Problem requirements> Put everything from the line containing "Tag each instance of the license" down to the end of the data into a numbered list, skipping any blank lines.
-- START --
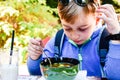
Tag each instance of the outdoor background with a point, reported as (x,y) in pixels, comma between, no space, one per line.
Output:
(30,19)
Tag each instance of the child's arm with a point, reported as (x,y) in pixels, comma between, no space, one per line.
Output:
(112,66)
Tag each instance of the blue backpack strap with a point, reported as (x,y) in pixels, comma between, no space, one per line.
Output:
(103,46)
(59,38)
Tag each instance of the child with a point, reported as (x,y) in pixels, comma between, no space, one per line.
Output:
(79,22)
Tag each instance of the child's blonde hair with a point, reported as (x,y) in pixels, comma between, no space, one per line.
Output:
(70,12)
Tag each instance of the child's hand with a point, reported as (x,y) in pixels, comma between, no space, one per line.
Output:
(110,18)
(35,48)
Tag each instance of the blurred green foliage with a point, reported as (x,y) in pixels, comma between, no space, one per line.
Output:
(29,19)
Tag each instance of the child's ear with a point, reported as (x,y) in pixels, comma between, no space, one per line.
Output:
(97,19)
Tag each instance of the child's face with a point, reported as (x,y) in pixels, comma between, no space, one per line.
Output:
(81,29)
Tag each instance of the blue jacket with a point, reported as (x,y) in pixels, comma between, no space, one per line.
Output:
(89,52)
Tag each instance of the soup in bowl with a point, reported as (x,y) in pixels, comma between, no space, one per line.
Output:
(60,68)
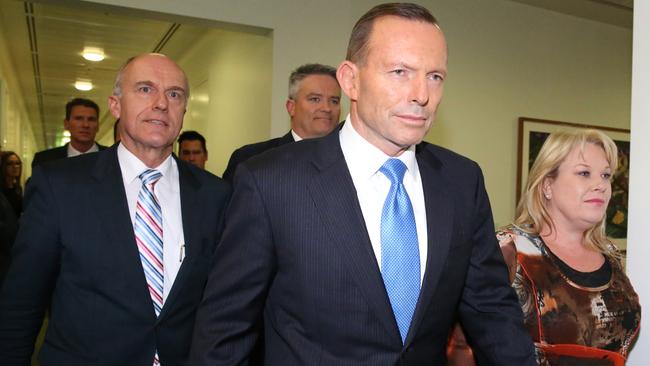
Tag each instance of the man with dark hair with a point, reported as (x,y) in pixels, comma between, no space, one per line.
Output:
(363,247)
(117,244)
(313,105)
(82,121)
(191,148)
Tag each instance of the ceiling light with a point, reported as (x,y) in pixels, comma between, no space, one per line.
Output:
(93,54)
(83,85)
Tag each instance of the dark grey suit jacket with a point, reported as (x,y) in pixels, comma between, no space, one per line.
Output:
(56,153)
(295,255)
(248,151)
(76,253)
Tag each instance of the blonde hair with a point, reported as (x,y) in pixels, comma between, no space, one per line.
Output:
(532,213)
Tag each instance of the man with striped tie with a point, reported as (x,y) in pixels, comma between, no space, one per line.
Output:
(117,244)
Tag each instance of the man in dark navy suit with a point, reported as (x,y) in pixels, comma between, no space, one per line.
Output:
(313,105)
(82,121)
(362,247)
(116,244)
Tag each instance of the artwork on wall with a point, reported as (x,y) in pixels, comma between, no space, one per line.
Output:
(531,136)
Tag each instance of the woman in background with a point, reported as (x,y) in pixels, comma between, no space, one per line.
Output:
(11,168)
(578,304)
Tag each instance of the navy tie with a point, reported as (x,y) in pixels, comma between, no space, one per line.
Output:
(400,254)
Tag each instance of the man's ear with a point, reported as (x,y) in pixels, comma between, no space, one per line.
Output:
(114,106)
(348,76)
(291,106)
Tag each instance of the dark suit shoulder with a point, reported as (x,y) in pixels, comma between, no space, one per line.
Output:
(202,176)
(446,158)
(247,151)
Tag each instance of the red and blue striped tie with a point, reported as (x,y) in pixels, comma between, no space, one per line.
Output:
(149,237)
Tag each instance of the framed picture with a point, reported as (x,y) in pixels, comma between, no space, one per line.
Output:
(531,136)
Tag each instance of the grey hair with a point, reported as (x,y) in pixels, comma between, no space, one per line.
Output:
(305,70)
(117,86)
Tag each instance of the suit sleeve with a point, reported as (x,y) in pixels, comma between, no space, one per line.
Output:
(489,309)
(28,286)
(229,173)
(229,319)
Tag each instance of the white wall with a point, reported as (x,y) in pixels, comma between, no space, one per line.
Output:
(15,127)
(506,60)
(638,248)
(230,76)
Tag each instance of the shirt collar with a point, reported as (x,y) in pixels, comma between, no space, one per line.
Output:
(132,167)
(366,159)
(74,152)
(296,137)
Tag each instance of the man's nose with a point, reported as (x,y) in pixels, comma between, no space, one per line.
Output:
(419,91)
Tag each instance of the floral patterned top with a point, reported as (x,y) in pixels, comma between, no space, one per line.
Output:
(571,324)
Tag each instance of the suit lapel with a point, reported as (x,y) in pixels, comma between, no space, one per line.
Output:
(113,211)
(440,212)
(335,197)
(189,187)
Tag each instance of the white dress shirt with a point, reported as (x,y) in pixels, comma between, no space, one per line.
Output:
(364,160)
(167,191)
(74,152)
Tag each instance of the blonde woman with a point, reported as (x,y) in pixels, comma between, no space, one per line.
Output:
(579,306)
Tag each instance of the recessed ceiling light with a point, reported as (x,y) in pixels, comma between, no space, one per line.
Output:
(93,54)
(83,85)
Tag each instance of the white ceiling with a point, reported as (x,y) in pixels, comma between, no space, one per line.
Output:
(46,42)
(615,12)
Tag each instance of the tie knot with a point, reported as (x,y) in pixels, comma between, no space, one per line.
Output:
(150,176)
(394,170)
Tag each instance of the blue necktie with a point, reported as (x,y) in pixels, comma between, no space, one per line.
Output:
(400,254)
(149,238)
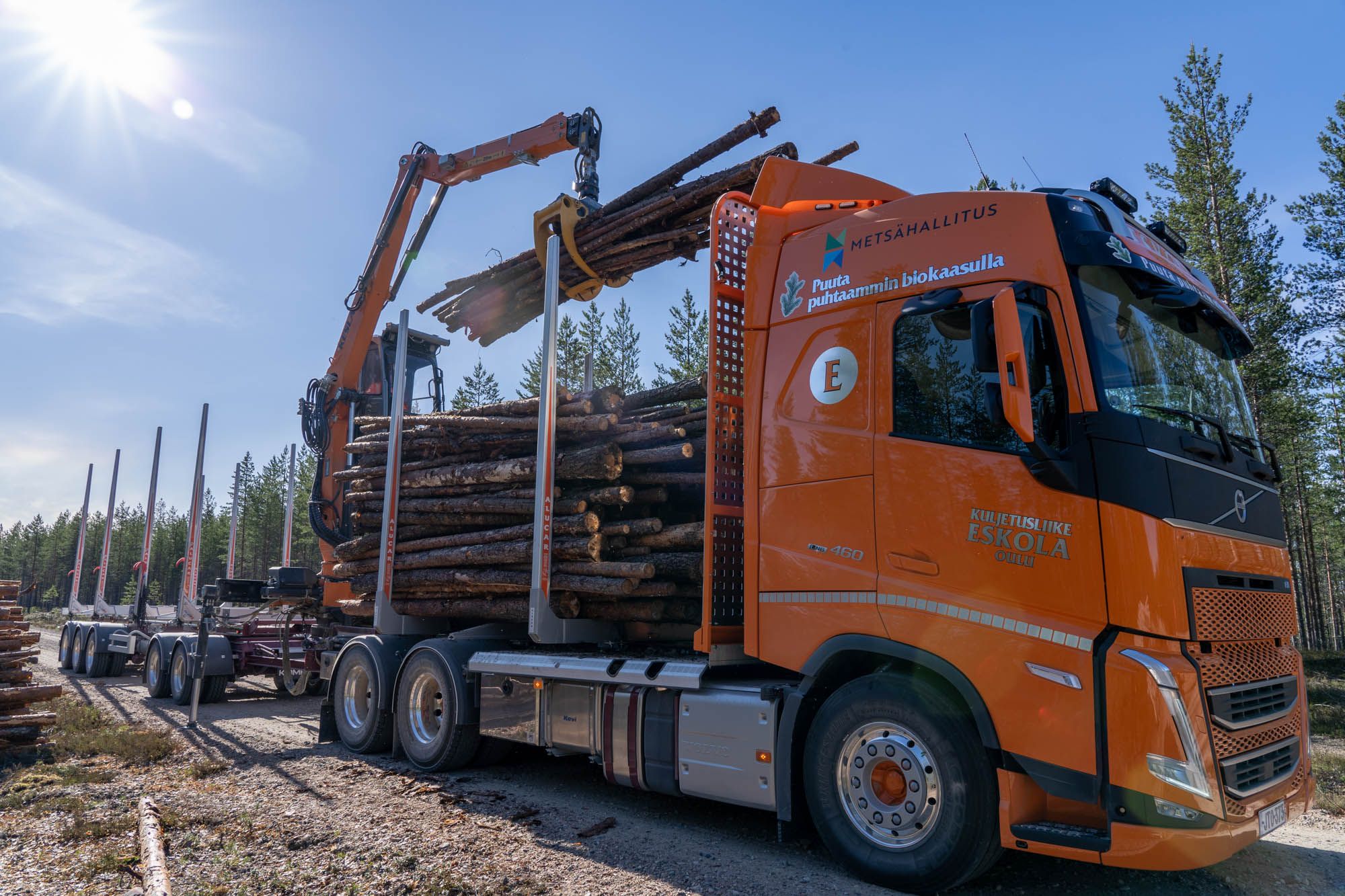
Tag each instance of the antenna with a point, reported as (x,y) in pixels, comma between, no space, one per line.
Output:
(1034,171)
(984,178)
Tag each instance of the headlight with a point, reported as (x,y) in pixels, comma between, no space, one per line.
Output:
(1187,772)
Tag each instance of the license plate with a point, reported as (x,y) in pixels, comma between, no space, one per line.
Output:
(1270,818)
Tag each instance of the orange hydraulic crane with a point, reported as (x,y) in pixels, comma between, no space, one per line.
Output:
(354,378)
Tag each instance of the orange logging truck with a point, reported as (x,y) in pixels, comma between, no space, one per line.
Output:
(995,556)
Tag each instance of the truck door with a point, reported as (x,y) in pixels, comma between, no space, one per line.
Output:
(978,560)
-- END --
Answer to this exercise>
1. Tag each instance of the license plate with a point, reported as (x,y) in pixels, comma between, no space, one per line.
2. Output:
3. (1270,818)
4. Tag each instance of the orange hydraulic crane with a point, reported as (x,y) in pixels, comma between, no space, one per line.
5. Output:
6. (354,378)
7. Tag each instance of the orange logging truck with a point, reported as (x,y) in pixels, comma between, no space, one per line.
8. Output:
9. (995,556)
10. Tag each instance of the truck door with a point, reported as (x,y) in pixels, comma between, no space, one per line.
11. Output:
12. (978,560)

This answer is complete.